EXERCISE OBJECTIVE: Format the entries from the line containing "Expected: for every instance of the name" through the end of the entries as a two-column CSV with the headers text and answer. Each entry gets one row, with its text and its answer each in a single quoted field and line breaks replaced by spaces.

INPUT:
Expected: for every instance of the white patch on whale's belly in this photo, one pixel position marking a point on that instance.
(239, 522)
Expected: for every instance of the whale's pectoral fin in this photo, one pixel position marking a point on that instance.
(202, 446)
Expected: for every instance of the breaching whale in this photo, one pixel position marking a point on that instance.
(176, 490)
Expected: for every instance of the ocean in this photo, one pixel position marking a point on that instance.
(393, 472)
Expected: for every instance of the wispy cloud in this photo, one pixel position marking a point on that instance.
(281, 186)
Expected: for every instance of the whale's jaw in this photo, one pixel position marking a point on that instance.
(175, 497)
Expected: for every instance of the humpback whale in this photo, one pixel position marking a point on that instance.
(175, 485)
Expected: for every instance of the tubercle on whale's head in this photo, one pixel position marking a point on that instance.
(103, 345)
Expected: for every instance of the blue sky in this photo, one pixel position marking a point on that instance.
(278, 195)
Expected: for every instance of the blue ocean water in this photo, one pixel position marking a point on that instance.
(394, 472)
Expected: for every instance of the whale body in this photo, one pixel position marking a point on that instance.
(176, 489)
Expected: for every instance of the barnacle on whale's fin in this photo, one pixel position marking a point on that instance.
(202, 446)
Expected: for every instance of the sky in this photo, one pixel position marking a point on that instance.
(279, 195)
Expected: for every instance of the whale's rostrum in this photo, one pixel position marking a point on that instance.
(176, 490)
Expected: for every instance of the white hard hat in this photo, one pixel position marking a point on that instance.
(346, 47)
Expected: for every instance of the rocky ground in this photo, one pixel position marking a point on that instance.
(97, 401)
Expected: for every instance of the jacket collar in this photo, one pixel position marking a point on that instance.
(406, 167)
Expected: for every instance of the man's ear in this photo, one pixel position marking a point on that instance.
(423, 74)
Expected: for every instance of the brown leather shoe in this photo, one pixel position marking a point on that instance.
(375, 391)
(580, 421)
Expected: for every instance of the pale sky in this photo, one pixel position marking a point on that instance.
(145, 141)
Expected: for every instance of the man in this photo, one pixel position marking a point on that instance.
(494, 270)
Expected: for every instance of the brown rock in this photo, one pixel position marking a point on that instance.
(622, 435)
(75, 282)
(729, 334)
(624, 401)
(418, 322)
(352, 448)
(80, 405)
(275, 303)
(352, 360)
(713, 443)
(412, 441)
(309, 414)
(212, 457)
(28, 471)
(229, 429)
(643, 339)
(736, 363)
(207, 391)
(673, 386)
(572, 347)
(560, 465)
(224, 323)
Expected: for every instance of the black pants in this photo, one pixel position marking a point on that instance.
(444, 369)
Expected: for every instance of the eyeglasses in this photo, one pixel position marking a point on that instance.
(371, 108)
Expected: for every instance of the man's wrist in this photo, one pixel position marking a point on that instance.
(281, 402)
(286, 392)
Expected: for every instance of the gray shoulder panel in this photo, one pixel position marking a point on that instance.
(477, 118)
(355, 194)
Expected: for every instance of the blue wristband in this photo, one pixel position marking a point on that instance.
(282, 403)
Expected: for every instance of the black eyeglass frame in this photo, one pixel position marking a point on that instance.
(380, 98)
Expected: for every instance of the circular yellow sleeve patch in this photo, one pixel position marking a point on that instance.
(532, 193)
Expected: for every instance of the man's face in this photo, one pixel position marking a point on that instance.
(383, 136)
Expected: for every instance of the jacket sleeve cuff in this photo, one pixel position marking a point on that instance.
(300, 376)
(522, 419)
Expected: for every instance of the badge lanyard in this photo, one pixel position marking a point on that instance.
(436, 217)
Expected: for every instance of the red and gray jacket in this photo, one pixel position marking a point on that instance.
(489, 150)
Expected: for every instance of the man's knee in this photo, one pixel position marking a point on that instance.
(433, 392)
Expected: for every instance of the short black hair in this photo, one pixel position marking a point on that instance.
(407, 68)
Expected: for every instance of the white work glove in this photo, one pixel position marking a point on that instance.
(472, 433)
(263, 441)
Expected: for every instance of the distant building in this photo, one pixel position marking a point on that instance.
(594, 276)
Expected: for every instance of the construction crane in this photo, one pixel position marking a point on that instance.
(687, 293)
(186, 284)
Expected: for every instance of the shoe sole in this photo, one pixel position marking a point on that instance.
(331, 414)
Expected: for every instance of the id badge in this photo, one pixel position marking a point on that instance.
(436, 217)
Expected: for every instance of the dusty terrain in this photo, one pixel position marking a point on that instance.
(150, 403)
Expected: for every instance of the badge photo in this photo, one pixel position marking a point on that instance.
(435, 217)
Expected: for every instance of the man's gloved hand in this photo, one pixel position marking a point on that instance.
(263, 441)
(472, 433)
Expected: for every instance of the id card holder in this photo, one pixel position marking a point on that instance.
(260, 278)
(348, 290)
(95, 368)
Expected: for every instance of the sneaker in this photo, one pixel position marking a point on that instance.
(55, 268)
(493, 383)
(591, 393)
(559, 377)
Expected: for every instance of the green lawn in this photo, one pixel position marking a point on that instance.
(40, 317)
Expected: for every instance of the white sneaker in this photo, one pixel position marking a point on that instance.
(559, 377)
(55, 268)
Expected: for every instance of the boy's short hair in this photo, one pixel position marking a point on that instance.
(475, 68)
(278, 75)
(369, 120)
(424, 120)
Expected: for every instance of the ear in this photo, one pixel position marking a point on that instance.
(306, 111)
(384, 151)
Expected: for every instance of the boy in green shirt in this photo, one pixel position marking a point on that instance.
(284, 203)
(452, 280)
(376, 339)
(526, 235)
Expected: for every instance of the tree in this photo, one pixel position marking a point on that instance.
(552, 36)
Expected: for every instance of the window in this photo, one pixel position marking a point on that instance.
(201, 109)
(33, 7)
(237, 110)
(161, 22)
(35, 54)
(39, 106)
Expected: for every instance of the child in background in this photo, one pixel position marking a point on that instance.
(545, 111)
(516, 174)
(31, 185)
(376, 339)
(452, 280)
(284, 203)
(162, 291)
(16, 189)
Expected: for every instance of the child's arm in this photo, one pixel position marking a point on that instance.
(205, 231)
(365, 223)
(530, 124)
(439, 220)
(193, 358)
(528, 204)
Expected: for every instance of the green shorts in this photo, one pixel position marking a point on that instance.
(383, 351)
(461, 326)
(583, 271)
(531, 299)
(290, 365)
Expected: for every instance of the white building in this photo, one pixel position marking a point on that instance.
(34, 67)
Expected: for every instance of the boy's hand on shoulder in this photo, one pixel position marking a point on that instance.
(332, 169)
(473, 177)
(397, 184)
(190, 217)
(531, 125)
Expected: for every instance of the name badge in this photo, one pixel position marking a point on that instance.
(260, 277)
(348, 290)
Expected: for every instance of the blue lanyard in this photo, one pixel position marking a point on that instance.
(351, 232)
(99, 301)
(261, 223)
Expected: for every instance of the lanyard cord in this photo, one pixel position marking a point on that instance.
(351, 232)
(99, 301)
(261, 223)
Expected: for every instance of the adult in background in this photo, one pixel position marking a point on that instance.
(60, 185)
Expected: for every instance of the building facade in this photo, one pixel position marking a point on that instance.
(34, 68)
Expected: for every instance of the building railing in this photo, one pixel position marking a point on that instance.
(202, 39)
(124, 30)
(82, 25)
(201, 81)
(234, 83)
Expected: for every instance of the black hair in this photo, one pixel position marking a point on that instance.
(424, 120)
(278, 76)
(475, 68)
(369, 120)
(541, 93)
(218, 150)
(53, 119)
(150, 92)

ANSWER TO THE PROBLEM:
text,answer
"Expected: for every instance of the name badge in this photo, one pixel position marking a point on that instance.","(260, 277) (348, 290)"
"Expected: for every instance of the blue lanyard in this photo, one pixel position marking a point on that instance.","(351, 232) (99, 301) (261, 223)"
"Expected: for every instance of the lanyard cord in this photo, one pixel position marking a point on that instance.","(351, 232) (99, 301) (261, 223)"
"Expected: for every instance of the adult in background in this photo, one pixel position marking a point on that instance.","(60, 185)"
"Expected: for every instance of the building facade in this photo, one pixel position marking a point on that instance.","(34, 68)"
"Expected: for every instance of the building railing in this photo, one pixel position marking a point on that instance.","(202, 39) (124, 30) (82, 25) (201, 81) (234, 83)"
"Expected: for every instance of the black hair in this photo, one pixel position marking a point on that instance.","(424, 120) (278, 76) (475, 68) (369, 120) (541, 93) (218, 150) (53, 119) (150, 92)"